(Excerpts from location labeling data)

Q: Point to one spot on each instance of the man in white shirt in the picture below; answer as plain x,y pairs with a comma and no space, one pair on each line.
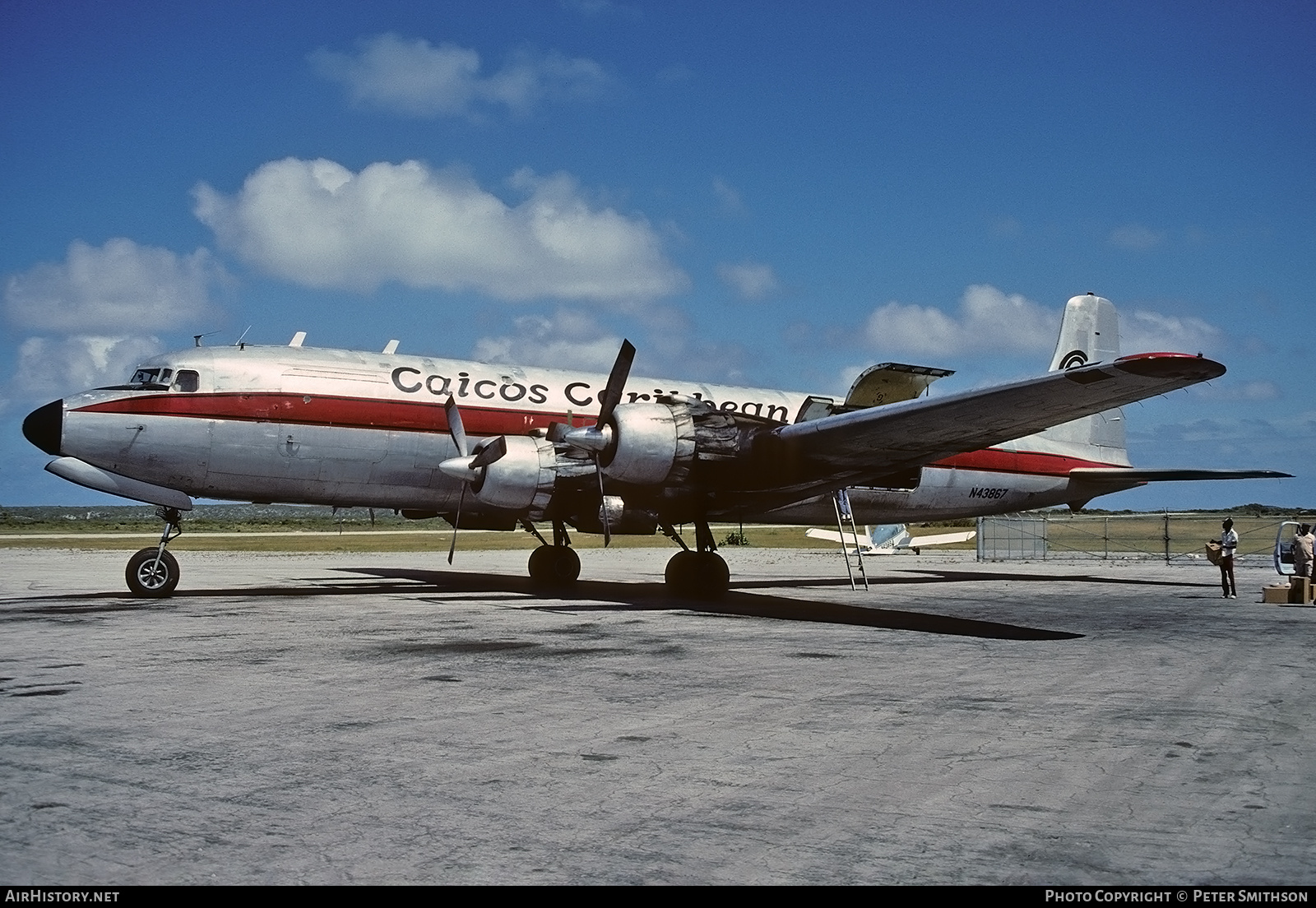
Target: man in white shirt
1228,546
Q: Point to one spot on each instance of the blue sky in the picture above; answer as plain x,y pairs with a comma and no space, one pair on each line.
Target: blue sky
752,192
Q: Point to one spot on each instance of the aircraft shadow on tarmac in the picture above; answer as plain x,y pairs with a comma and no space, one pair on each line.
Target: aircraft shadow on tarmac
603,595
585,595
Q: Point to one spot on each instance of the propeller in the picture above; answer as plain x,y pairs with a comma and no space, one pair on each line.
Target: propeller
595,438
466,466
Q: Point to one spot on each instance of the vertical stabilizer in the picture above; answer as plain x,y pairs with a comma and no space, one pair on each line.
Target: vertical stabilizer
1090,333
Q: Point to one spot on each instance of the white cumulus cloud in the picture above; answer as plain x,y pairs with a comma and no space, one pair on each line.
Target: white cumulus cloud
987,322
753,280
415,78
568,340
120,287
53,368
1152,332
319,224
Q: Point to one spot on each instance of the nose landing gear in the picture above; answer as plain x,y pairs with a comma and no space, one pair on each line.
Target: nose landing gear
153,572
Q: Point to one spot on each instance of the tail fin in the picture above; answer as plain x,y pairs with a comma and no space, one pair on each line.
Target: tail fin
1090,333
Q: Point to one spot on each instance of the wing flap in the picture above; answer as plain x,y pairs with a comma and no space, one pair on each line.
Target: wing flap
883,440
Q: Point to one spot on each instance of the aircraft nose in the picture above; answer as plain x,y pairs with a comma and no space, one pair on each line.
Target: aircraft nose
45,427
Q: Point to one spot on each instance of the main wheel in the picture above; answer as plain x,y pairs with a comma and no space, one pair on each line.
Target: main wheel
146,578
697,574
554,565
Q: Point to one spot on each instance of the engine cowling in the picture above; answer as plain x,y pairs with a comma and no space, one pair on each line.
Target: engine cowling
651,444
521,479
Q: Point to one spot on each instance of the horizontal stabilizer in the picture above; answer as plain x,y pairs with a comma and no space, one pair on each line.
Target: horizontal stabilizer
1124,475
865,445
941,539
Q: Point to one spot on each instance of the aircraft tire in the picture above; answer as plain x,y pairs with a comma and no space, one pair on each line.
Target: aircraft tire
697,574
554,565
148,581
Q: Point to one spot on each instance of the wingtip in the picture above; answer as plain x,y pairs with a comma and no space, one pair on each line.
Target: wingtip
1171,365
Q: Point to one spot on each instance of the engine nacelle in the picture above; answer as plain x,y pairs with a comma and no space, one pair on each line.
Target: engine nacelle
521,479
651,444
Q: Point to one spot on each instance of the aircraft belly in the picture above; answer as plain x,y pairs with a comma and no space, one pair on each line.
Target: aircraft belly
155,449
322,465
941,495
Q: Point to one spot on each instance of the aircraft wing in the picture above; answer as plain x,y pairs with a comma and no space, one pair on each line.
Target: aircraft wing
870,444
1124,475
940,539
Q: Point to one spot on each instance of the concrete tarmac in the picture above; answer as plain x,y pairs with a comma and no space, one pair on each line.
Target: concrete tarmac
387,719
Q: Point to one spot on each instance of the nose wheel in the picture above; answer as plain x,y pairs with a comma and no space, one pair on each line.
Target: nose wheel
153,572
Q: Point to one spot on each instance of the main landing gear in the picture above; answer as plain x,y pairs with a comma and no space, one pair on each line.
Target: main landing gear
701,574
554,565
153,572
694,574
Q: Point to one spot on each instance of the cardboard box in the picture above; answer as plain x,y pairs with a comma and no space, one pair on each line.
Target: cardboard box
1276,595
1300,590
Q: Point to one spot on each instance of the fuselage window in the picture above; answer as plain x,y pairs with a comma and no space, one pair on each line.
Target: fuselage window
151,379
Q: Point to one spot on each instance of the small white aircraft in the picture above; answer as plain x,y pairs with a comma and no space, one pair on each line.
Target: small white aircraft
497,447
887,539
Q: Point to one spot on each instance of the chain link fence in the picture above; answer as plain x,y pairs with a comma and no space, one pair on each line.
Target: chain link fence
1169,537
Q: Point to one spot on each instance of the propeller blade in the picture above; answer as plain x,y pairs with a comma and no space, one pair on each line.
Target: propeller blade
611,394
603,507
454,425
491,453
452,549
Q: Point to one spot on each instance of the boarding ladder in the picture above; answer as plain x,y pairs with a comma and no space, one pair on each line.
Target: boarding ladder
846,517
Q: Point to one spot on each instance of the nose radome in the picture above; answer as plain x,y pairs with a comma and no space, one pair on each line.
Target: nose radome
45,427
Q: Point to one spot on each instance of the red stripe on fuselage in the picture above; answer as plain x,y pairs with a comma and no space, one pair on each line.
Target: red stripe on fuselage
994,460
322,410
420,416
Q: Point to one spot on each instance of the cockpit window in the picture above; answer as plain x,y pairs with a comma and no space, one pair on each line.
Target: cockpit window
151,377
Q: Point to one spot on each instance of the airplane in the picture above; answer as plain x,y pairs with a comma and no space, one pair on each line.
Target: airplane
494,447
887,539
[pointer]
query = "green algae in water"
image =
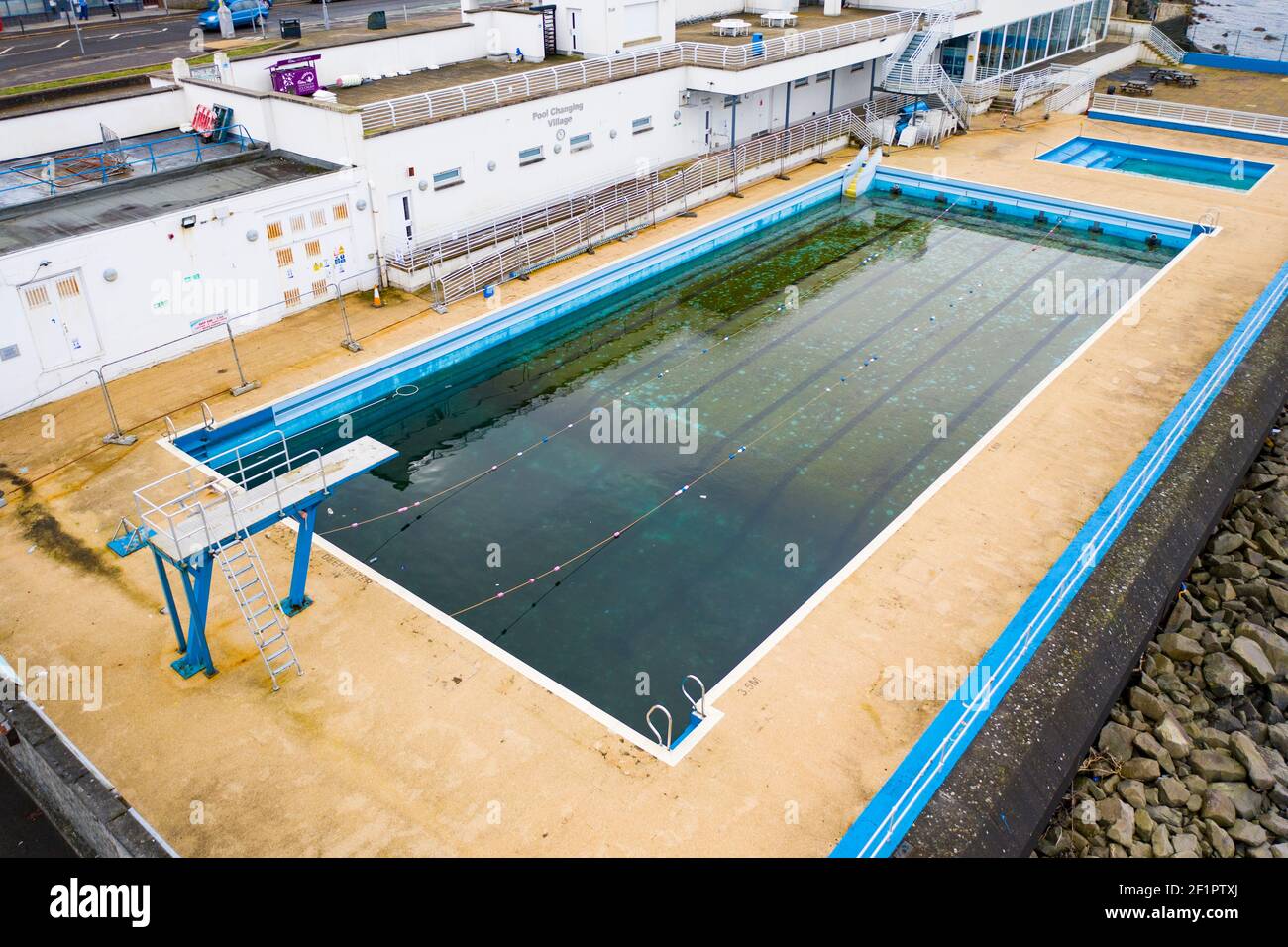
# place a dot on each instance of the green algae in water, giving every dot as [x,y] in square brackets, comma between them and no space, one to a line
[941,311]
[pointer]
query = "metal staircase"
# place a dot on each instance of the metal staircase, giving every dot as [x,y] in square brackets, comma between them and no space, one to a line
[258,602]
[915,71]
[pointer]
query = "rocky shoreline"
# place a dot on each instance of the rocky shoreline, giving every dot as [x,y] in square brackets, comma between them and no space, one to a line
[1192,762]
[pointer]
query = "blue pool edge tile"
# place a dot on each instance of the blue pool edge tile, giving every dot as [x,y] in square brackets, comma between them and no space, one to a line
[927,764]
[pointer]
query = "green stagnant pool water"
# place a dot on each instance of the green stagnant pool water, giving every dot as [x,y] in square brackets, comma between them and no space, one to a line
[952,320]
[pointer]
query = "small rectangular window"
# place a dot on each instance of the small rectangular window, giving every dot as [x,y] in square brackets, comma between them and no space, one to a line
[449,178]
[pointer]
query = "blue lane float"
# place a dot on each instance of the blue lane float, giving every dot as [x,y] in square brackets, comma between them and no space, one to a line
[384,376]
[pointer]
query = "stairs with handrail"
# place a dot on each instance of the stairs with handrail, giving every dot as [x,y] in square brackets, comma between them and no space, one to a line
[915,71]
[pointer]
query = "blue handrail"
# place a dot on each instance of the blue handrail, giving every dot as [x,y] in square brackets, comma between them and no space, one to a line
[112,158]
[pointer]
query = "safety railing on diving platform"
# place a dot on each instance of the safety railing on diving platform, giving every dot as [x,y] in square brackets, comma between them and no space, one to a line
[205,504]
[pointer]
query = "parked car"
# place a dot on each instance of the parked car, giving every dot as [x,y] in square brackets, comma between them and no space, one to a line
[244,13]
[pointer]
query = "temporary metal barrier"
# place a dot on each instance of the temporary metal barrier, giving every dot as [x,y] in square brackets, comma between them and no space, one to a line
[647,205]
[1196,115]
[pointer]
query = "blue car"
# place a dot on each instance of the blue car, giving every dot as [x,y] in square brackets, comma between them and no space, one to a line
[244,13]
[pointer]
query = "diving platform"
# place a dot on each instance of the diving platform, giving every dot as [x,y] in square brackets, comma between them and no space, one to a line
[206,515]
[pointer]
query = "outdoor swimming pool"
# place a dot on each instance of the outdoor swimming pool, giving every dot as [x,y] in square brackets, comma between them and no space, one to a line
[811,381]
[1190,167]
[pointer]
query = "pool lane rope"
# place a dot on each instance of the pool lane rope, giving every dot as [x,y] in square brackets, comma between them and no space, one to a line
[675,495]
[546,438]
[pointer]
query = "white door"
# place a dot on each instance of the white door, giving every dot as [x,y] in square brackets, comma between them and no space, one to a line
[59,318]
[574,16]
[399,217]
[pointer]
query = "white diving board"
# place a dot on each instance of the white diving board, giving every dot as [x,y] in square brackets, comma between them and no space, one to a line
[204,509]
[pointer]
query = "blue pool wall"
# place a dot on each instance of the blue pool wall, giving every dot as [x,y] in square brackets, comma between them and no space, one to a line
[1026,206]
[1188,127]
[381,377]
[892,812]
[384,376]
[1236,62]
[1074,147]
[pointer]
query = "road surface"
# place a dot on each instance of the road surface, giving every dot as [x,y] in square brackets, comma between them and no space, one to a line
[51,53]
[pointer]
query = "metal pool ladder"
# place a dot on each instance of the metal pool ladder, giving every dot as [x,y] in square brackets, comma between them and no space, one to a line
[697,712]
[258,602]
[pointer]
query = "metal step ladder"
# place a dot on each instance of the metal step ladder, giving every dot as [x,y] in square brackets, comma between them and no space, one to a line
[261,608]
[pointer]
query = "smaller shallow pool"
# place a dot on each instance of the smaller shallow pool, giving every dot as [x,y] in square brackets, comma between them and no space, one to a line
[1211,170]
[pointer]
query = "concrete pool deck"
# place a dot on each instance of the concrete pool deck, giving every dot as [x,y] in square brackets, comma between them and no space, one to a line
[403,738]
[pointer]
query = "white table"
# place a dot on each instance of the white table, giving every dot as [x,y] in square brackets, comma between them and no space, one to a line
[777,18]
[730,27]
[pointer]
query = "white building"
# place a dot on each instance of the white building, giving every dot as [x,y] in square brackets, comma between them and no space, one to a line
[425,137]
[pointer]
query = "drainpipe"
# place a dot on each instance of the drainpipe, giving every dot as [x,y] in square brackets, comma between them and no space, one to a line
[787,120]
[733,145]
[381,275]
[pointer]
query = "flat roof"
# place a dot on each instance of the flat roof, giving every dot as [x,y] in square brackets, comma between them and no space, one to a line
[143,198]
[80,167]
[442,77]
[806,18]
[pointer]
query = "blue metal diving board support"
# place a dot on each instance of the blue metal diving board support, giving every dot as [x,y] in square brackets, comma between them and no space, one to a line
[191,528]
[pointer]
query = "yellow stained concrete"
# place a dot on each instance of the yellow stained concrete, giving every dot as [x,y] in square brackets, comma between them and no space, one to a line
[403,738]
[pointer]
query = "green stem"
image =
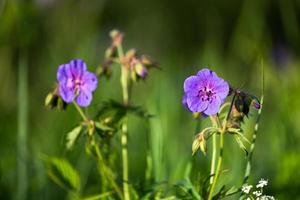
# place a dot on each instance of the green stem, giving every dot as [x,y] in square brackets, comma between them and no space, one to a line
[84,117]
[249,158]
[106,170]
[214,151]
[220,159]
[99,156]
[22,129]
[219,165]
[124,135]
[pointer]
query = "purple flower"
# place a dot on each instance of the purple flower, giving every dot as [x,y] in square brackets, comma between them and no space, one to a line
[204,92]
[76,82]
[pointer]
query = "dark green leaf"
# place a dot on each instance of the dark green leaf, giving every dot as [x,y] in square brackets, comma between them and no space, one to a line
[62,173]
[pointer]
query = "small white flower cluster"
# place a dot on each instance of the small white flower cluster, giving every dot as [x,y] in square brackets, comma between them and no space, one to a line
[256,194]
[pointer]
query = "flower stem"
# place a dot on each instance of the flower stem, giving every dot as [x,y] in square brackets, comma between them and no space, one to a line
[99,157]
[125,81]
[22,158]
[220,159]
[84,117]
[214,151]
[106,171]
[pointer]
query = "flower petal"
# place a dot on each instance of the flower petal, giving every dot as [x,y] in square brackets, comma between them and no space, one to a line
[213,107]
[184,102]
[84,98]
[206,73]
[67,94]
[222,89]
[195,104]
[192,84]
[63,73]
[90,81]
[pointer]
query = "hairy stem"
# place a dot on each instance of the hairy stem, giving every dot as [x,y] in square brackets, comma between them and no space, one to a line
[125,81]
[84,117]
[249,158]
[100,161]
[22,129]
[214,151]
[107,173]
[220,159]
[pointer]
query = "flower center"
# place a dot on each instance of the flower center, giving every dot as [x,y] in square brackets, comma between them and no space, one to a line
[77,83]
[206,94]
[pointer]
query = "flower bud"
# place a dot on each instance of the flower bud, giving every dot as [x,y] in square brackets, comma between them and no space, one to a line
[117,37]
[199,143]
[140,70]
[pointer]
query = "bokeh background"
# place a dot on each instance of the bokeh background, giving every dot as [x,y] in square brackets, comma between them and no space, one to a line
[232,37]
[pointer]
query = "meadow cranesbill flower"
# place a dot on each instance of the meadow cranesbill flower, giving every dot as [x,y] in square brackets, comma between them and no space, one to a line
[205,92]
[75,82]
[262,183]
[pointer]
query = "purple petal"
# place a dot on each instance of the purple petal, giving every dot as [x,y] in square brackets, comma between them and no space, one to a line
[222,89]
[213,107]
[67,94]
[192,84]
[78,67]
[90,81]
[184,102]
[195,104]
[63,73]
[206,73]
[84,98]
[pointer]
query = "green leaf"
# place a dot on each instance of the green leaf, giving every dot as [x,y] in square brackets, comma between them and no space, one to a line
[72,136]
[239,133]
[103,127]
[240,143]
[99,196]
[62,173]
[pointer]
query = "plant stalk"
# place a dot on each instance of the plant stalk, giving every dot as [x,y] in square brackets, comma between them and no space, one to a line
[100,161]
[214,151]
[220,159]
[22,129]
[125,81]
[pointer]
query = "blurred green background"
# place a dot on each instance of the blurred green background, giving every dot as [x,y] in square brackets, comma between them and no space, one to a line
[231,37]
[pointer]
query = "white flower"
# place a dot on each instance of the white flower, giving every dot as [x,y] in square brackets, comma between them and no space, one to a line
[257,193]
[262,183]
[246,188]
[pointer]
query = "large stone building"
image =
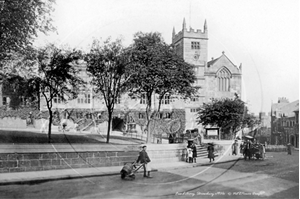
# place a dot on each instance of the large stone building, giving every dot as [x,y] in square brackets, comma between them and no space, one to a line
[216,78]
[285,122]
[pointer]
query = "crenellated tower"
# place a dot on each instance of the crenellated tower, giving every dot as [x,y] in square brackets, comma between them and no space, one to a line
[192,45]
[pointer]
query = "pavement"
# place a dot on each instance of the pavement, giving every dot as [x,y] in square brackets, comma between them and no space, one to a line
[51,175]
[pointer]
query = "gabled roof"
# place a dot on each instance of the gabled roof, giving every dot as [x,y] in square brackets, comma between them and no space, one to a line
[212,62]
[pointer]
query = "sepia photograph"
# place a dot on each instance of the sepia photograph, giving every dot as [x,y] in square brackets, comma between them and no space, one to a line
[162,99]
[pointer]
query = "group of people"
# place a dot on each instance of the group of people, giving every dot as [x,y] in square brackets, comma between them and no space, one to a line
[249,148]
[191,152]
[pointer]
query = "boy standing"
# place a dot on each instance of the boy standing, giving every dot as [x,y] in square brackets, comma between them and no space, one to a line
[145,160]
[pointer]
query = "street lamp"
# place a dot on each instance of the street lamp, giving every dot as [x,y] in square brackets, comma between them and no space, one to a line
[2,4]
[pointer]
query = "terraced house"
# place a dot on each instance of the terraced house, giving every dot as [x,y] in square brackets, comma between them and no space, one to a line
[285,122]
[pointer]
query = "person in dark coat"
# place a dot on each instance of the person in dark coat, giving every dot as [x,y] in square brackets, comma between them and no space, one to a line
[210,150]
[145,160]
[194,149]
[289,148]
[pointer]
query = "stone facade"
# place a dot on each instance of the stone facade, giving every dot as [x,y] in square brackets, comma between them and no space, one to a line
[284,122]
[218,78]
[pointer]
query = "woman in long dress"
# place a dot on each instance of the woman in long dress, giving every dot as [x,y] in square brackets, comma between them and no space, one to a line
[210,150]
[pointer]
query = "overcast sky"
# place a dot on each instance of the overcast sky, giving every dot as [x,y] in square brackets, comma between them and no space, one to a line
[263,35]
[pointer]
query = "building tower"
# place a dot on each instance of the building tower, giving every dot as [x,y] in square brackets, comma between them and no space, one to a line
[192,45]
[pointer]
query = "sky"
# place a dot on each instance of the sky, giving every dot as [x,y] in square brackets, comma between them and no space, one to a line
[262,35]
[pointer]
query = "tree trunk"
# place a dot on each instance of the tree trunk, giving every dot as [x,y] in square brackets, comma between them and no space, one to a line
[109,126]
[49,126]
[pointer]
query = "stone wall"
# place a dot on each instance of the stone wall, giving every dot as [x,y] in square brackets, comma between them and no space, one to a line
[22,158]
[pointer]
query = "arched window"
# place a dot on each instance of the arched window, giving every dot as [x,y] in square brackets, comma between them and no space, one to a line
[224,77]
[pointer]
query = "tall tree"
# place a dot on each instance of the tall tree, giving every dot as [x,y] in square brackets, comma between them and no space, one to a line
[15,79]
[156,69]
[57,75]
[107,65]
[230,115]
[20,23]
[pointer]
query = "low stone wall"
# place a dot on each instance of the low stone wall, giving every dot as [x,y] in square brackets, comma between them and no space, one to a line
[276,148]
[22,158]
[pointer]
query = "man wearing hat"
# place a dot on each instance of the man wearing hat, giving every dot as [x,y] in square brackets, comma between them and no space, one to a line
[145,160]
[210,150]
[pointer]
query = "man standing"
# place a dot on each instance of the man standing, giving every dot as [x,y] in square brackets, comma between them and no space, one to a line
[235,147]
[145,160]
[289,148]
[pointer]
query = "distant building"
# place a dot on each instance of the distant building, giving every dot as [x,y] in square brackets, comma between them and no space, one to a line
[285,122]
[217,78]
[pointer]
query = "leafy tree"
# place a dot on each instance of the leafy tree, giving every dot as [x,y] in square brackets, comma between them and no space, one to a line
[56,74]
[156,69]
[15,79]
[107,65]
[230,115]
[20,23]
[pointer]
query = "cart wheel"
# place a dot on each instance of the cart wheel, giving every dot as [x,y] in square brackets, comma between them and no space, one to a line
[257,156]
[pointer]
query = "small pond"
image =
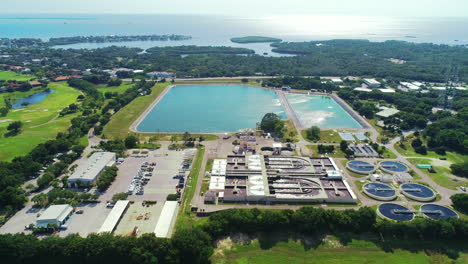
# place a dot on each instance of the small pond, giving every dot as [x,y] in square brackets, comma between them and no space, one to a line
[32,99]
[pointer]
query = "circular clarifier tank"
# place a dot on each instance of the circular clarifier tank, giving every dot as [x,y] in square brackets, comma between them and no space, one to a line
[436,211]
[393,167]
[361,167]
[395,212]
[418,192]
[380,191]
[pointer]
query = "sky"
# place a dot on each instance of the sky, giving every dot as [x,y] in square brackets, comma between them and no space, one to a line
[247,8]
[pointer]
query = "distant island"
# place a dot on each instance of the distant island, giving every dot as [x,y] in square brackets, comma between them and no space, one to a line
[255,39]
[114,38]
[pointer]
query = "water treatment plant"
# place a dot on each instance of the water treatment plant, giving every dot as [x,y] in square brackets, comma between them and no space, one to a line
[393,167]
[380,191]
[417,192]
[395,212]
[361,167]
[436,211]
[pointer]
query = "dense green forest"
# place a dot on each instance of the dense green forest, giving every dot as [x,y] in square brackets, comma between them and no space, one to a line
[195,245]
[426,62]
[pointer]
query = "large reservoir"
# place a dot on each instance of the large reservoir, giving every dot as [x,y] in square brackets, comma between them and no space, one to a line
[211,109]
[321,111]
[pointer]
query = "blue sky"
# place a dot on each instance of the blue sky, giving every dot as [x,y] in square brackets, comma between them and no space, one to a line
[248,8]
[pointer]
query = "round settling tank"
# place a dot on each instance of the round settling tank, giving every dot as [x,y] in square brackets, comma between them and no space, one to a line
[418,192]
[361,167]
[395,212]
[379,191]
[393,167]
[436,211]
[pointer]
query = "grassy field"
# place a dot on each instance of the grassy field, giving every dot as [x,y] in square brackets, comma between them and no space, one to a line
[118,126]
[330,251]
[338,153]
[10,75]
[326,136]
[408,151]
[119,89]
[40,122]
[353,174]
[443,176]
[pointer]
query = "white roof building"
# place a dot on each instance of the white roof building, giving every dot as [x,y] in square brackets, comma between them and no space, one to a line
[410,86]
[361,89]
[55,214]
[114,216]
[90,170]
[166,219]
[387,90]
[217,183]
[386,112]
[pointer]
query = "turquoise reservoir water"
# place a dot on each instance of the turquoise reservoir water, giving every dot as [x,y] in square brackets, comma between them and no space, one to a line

## Given exercise
List every line in the records that contains the string "forest".

## Solution to the exercise
query = "dense green forest"
# place a dot on each instance of the dense green forest, giving every dot as [x,y] in square brackets, comma between them and no space, one to a line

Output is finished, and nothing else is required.